Location labeling records

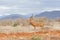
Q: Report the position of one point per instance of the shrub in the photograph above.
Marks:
(15, 24)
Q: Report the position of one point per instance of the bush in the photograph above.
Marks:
(36, 38)
(15, 24)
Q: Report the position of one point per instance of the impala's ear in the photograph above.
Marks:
(31, 16)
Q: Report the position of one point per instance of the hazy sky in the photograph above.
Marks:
(27, 6)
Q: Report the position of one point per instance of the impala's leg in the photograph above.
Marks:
(34, 28)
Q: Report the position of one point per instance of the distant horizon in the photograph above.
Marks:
(25, 7)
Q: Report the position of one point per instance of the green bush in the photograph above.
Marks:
(36, 38)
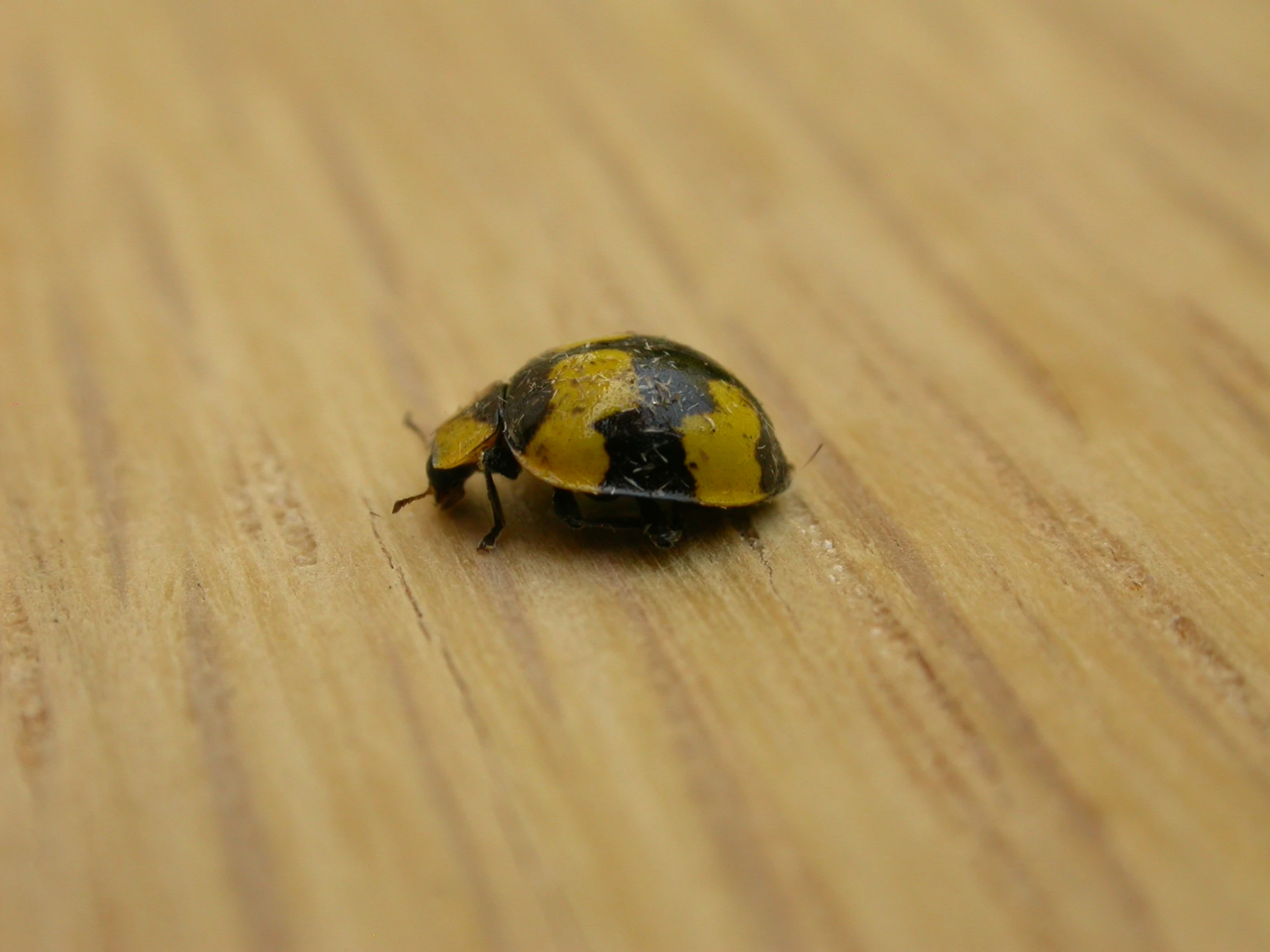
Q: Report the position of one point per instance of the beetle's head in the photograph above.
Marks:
(459, 444)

* Description of the task
Rewrite the material above with every "photograph" changed to "image" and everything else kept the same. Leave the pictures out.

* Answer to the exercise
Q: Report the position of one point per instance of the shrub in the image above.
Marks:
(15, 24)
Q: Report the position of one point per instance of the bush in the image above.
Marks:
(36, 38)
(15, 24)
Q: Report the position of one point per instance of the impala's ear in the image above.
Marks:
(31, 16)
Q: Report the position of one point per instance of the hazy sky in the image above.
Marks:
(27, 6)
Q: Report the position of one point per instance of the impala's leg in the image above.
Marks:
(34, 28)
Q: Report the position of one point per instance of the distant horizon in the image above.
Marks:
(25, 7)
Q: Report the position of one point per instance of the green bush in the image above.
Marks:
(36, 38)
Q: Report the position of one point per instance of the beetle's head in the image above.
Marks:
(459, 444)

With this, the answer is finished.